> **TEXT PROVIDED**:
----------
Jo Pioro, Dr. Gillian Rayner, Dan Bennett,  
Dave Healey & Leigh Alexander
 

Cognitive Behavioural Therapy

 

What is cognitive behaviour therapy?

Cognitive Behaviour Therapy is a specific form of Psychological Therapy that can focuses on current problems but can also include experiences from childhood that influence the present day. The therapy is structured and works towards agreed goals. These goals can be changes in behaviour that you want to achieve and changes to how you think or make sense of things.  So for example a person who has panic attacks that prevent them from going to work might set the goal of returning to work, and the therapy would work towards that specific target. In a course of Cognitive Behaviour Therapy you will learn to understand why your problems have persisted, and experiment with different ways of thinking and behaving to try to undo these unhelpful patterns.

CBT is based upon the notion of collaborative working which means that you and your therapist will work together and explore presenting problems and be curious about alternative explanations and interventions which could be applied in therapy. Both client and therapist have an equal part to play in CBT Therapy and often you will be required to engage in behavioural experiments or task assignments, which will be agreed between you and your therapist in between sessions. Deciding what is appropriate will be based upon what you feel is realistic for you to achieve at the time of therapy, and what would be most helpful. This could include things like collecting data, which challenges a certain belief, trying to behave differently in a stressful situation or testing out new ways of coping to see if they are effective.
 

Does cognitive behaviour therapy work?

Cognitive Behaviour Therapy is generally the most effective treatment for the problems mentioned above and is recommended by NICE http://www.nice.org.uk (National Institute for Clinical Excellence) as the psychological treatment of choice for depression and all anxiety disorders. It is also beneficial and helpful for other mental health, substance use, behavioural and physical health problems, for further information on NICE guidance look on the website and talk to your individual psychotherapist to see if CBT could help you with your particular issue.
----------
Copy out the entire text on cognitive behaviour therapy above, word for word.

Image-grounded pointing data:
----------
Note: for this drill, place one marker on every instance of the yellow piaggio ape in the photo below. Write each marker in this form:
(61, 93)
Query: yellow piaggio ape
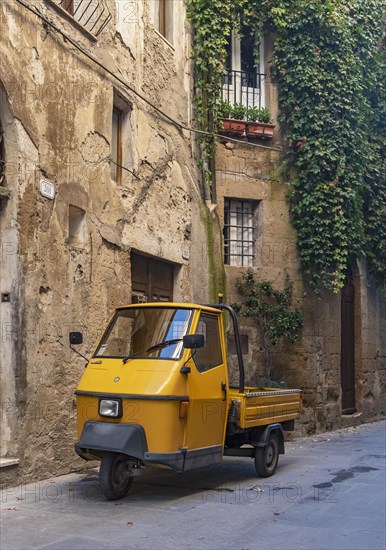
(156, 393)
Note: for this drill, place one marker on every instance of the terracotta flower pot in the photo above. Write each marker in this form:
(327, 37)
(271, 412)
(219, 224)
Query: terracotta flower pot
(259, 129)
(232, 126)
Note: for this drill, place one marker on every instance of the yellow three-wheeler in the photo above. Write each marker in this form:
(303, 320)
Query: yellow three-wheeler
(156, 392)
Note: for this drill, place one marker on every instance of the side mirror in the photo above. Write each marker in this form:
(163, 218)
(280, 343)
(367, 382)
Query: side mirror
(194, 341)
(76, 338)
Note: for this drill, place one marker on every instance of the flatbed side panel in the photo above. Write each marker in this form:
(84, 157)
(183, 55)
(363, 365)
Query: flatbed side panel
(262, 407)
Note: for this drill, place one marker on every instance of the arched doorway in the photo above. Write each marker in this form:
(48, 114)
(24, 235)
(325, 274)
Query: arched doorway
(348, 346)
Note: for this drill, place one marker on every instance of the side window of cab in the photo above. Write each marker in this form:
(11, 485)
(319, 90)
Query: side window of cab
(210, 355)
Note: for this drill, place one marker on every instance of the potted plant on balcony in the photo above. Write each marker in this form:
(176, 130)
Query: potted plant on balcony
(259, 123)
(232, 118)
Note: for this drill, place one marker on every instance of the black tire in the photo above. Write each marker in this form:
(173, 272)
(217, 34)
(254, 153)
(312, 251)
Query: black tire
(267, 458)
(115, 476)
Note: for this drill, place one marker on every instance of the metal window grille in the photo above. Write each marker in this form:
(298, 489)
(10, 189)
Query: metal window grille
(93, 15)
(243, 87)
(239, 232)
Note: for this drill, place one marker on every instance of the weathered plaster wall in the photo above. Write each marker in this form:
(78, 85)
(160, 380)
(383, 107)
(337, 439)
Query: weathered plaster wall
(61, 110)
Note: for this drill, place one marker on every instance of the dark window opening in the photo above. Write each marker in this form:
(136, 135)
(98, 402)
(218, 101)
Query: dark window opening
(239, 232)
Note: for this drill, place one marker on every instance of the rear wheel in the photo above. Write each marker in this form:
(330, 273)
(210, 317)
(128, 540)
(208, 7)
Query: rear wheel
(267, 457)
(115, 476)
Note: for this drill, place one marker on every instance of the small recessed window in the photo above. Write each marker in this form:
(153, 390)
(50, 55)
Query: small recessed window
(116, 145)
(76, 224)
(164, 18)
(240, 222)
(121, 163)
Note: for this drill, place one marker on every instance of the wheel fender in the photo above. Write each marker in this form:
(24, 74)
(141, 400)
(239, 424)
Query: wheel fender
(101, 437)
(265, 435)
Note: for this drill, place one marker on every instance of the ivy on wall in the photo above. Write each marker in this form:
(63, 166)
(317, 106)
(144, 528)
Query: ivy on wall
(329, 63)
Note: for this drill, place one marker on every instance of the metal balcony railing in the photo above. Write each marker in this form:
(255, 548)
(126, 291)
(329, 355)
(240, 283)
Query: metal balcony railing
(93, 15)
(243, 87)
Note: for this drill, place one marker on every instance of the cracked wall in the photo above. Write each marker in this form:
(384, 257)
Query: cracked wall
(60, 111)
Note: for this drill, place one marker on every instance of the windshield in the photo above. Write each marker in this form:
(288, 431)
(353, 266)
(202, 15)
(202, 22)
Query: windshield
(146, 333)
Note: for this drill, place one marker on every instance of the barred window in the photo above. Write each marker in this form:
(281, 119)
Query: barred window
(239, 232)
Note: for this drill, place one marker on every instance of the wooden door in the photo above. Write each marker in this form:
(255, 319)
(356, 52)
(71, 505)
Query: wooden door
(152, 280)
(347, 349)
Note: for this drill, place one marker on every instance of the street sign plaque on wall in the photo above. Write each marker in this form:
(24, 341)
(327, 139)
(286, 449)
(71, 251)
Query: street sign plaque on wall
(47, 189)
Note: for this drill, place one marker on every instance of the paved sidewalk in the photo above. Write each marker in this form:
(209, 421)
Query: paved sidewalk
(328, 493)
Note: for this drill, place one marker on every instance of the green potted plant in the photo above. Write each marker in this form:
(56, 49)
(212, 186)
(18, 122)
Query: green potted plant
(259, 123)
(232, 118)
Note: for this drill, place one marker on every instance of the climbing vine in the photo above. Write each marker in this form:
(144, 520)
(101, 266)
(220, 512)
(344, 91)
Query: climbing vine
(271, 309)
(329, 64)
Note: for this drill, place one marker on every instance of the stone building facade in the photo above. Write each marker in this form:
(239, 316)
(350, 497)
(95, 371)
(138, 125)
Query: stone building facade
(102, 204)
(340, 361)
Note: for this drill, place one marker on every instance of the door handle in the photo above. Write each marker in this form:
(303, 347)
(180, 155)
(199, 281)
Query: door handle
(224, 389)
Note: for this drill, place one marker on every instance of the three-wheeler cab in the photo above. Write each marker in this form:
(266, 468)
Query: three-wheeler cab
(156, 393)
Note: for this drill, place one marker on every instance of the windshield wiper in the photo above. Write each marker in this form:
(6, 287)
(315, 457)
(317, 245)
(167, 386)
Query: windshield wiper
(163, 344)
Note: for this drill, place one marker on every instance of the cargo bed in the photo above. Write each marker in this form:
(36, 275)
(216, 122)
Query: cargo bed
(262, 406)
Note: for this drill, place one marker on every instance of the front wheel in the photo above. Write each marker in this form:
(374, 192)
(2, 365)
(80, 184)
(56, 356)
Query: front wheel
(115, 476)
(267, 457)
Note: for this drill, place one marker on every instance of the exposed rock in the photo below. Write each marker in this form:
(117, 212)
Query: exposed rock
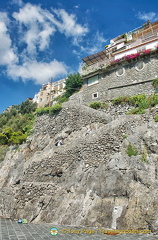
(90, 180)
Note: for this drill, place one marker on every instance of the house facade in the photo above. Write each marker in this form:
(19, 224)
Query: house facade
(127, 66)
(49, 92)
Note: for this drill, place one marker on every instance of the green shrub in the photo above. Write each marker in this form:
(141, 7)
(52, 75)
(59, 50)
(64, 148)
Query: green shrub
(61, 99)
(125, 136)
(132, 151)
(137, 99)
(3, 151)
(54, 109)
(49, 110)
(155, 82)
(95, 105)
(3, 139)
(144, 158)
(136, 111)
(120, 100)
(153, 100)
(105, 105)
(17, 138)
(156, 118)
(41, 111)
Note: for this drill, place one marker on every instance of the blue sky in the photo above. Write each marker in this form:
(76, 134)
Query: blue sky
(43, 39)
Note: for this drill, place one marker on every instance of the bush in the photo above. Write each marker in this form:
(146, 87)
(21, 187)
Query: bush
(105, 105)
(61, 99)
(27, 107)
(95, 105)
(3, 151)
(17, 138)
(120, 100)
(132, 151)
(73, 83)
(136, 111)
(144, 158)
(41, 111)
(155, 82)
(54, 109)
(137, 99)
(156, 118)
(49, 110)
(3, 139)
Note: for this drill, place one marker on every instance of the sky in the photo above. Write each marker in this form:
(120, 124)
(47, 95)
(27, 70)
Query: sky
(40, 40)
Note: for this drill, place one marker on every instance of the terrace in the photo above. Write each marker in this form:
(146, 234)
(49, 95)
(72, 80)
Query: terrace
(137, 39)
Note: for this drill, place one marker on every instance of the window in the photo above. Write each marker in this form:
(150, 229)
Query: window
(94, 95)
(120, 71)
(93, 80)
(139, 66)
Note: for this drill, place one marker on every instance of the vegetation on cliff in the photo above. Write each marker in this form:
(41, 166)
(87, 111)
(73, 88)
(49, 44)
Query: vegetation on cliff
(16, 123)
(140, 103)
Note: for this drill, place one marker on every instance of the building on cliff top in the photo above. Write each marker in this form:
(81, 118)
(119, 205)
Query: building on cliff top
(49, 92)
(127, 66)
(136, 41)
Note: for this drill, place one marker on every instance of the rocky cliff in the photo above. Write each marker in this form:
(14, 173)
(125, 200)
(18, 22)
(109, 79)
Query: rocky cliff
(90, 180)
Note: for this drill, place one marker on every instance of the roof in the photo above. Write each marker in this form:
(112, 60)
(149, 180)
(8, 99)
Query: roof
(89, 60)
(148, 28)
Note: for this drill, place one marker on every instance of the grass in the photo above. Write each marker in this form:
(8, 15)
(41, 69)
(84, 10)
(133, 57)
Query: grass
(136, 111)
(131, 150)
(140, 102)
(3, 151)
(156, 118)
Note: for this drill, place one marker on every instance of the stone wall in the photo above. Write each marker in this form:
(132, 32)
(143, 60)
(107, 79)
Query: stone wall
(88, 181)
(132, 82)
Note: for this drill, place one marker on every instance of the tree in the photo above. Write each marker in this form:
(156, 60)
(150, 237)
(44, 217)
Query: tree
(73, 83)
(27, 107)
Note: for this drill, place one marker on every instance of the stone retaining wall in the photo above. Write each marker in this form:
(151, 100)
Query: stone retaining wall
(131, 82)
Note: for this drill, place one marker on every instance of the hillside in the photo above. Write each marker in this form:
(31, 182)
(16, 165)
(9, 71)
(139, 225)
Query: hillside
(108, 178)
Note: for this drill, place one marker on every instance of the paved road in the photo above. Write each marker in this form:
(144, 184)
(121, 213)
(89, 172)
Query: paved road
(11, 230)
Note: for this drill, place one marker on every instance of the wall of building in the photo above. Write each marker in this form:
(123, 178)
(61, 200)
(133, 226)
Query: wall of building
(48, 92)
(110, 85)
(150, 45)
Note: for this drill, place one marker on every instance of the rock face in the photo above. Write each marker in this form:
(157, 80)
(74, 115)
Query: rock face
(90, 180)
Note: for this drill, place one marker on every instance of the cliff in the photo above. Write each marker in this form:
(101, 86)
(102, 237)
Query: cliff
(91, 180)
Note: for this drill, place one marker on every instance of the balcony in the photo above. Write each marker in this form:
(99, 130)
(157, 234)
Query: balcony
(95, 67)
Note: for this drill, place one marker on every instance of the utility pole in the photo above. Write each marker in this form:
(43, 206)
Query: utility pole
(50, 94)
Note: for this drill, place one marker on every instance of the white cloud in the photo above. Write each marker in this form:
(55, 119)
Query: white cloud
(39, 29)
(68, 24)
(35, 29)
(39, 72)
(7, 55)
(17, 2)
(152, 16)
(94, 45)
(41, 24)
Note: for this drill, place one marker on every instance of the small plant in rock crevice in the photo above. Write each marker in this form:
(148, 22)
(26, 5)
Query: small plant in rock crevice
(132, 150)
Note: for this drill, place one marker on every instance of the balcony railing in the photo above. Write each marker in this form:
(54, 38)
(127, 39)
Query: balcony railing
(96, 66)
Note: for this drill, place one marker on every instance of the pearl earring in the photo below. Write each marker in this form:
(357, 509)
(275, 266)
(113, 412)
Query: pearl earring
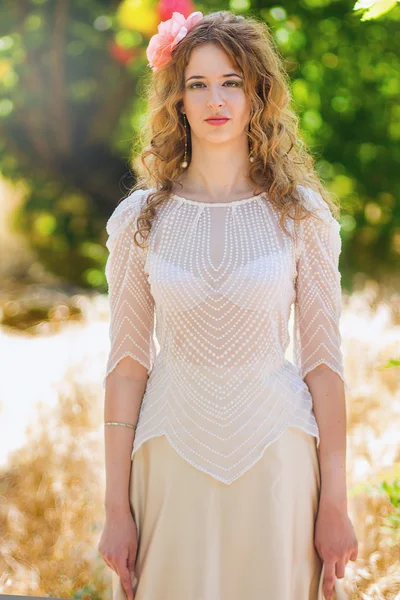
(185, 163)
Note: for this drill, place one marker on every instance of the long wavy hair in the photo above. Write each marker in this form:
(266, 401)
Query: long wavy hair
(281, 159)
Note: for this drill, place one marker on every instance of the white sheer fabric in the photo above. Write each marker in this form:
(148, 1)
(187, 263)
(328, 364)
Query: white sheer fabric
(215, 288)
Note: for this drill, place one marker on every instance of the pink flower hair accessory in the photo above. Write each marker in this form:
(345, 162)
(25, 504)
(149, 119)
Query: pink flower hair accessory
(170, 33)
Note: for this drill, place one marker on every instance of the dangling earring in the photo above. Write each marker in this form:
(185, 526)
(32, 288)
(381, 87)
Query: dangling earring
(251, 157)
(185, 163)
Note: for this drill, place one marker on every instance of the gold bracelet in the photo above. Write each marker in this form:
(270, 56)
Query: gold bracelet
(118, 423)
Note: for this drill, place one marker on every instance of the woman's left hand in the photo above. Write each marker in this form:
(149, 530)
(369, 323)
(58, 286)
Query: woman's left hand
(335, 541)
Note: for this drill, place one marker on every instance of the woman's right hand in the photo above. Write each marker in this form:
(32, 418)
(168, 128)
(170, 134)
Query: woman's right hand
(118, 547)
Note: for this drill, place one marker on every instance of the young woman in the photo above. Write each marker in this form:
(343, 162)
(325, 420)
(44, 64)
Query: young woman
(225, 461)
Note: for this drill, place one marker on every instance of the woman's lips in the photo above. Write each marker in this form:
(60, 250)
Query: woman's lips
(217, 121)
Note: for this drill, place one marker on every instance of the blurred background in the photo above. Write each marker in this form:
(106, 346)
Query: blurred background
(71, 112)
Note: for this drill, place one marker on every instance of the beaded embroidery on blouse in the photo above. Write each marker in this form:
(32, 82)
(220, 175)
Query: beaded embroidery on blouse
(205, 308)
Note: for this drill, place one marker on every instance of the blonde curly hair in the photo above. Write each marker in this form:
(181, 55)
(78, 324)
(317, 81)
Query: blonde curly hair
(281, 160)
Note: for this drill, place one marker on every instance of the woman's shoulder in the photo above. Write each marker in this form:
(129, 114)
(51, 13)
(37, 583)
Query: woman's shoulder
(126, 211)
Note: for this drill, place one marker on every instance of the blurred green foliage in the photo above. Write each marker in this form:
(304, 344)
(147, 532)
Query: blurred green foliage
(71, 110)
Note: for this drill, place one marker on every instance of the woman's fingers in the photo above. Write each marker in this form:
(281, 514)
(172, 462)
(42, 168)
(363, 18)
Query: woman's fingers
(127, 578)
(340, 567)
(329, 580)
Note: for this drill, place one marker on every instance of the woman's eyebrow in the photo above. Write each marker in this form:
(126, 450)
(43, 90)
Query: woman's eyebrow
(202, 76)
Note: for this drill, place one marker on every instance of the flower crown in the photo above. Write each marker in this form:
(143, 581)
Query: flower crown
(170, 33)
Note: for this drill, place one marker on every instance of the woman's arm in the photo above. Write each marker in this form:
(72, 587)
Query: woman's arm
(329, 406)
(125, 387)
(132, 347)
(318, 356)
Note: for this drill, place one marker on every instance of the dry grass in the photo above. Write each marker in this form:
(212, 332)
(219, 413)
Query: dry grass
(52, 485)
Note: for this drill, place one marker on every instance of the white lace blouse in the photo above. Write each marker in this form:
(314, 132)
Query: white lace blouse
(214, 287)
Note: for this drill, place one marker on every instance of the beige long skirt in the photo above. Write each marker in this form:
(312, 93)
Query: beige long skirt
(200, 539)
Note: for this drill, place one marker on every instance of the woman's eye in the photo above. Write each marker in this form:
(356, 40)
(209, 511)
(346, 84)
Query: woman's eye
(236, 84)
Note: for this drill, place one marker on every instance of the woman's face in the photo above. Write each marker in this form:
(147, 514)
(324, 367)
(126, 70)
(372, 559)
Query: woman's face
(214, 92)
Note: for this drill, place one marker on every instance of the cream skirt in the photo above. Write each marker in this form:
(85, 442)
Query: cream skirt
(200, 539)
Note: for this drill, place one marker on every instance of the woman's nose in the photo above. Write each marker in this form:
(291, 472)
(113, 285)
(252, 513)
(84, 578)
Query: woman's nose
(215, 98)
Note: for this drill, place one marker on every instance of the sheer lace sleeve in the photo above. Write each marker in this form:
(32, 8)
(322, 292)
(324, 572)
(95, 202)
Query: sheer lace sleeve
(317, 307)
(130, 301)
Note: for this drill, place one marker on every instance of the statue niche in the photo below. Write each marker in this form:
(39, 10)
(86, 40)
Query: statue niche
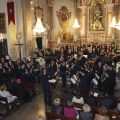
(97, 15)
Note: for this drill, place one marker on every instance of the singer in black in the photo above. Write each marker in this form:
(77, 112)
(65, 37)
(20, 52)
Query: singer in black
(46, 88)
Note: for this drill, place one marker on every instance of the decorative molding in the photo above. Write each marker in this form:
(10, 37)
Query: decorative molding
(50, 2)
(38, 12)
(63, 16)
(64, 36)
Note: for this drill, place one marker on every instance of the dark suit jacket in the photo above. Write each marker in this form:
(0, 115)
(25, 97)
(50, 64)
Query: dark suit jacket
(106, 102)
(92, 101)
(85, 84)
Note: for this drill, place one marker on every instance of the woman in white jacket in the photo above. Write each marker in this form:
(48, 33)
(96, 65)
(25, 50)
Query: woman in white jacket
(10, 97)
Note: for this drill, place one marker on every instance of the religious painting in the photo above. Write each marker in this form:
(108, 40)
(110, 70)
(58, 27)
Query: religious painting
(2, 23)
(97, 15)
(38, 12)
(63, 16)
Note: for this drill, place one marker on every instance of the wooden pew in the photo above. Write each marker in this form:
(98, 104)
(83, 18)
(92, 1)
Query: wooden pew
(51, 116)
(29, 85)
(93, 109)
(99, 97)
(4, 99)
(17, 93)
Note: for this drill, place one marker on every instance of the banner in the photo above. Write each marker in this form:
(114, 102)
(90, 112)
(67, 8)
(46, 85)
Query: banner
(10, 9)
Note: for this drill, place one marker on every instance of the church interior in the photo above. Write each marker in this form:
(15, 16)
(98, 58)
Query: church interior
(60, 59)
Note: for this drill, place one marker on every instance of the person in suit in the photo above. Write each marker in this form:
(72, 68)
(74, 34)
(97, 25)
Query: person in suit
(53, 68)
(69, 111)
(22, 72)
(46, 88)
(91, 100)
(63, 73)
(86, 114)
(112, 74)
(72, 71)
(84, 82)
(57, 108)
(66, 96)
(107, 102)
(25, 92)
(106, 83)
(2, 72)
(99, 72)
(102, 115)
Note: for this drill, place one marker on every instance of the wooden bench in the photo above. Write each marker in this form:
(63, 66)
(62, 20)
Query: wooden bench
(7, 106)
(17, 93)
(52, 116)
(99, 97)
(93, 109)
(29, 85)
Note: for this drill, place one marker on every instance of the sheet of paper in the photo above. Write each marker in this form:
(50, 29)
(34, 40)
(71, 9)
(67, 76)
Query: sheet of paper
(52, 80)
(7, 57)
(73, 81)
(95, 94)
(97, 76)
(86, 56)
(95, 81)
(75, 77)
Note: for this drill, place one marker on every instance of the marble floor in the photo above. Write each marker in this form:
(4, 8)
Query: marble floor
(35, 108)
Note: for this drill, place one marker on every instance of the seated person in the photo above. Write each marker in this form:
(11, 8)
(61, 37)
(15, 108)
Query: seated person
(107, 102)
(69, 111)
(25, 91)
(91, 100)
(10, 97)
(102, 114)
(66, 96)
(57, 108)
(86, 114)
(78, 99)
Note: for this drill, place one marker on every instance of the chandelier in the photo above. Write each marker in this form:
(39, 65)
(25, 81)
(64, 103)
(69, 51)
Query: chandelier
(76, 25)
(114, 24)
(38, 27)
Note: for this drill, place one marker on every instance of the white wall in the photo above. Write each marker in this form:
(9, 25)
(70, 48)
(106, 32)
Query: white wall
(3, 9)
(57, 5)
(42, 4)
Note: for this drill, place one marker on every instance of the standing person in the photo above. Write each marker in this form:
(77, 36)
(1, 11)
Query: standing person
(46, 88)
(107, 83)
(63, 73)
(112, 74)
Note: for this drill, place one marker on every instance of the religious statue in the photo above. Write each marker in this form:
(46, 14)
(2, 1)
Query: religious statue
(96, 16)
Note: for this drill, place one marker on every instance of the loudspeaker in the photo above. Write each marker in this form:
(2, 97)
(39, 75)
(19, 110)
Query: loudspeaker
(39, 42)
----------
> **TASK OUTPUT**:
Jo Pioro, Dr. Gillian Rayner, Dan Bennett,  
Dave Healey & Leigh Alexander
 

Cognitive Behavioural Therapy

 

What is cognitive behaviour therapy?

Cognitive Behaviour Therapy is a specific form of Psychological Therapy that can focuses on current problems but can also include experiences from childhood that influence the present day. The therapy is structured and works towards agreed goals. These goals can be changes in behaviour that you want to achieve and changes to how you think or make sense of things.  So for example a person who has panic attacks that prevent them from going to work might set the goal of returning to work, and the therapy would work towards that specific target. In a course of Cognitive Behaviour Therapy you will learn to understand why your problems have persisted, and experiment with different ways of thinking and behaving to try to undo these unhelpful patterns.

CBT is based upon the notion of collaborative working which means that you and your therapist will work together and explore presenting problems and be curious about alternative explanations and interventions which could be applied in therapy. Both client and therapist have an equal part to play in CBT Therapy and often you will be required to engage in behavioural experiments or task assignments, which will be agreed between you and your therapist in between sessions. Deciding what is appropriate will be based upon what you feel is realistic for you to achieve at the time of therapy, and what would be most helpful. This could include things like collecting data, which challenges a certain belief, trying to behave differently in a stressful situation or testing out new ways of coping to see if they are effective.
 

Does cognitive behaviour therapy work?

Cognitive Behaviour Therapy is generally the most effective treatment for the problems mentioned above and is recommended by NICE http://www.nice.org.uk (National Institute for Clinical Excellence) as the psychological treatment of choice for depression and all anxiety disorders. It is also beneficial and helpful for other mental health, substance use, behavioural and physical health problems, for further information on NICE guidance look on the website and talk to your individual psychotherapist to see if CBT could help you with your particular issue.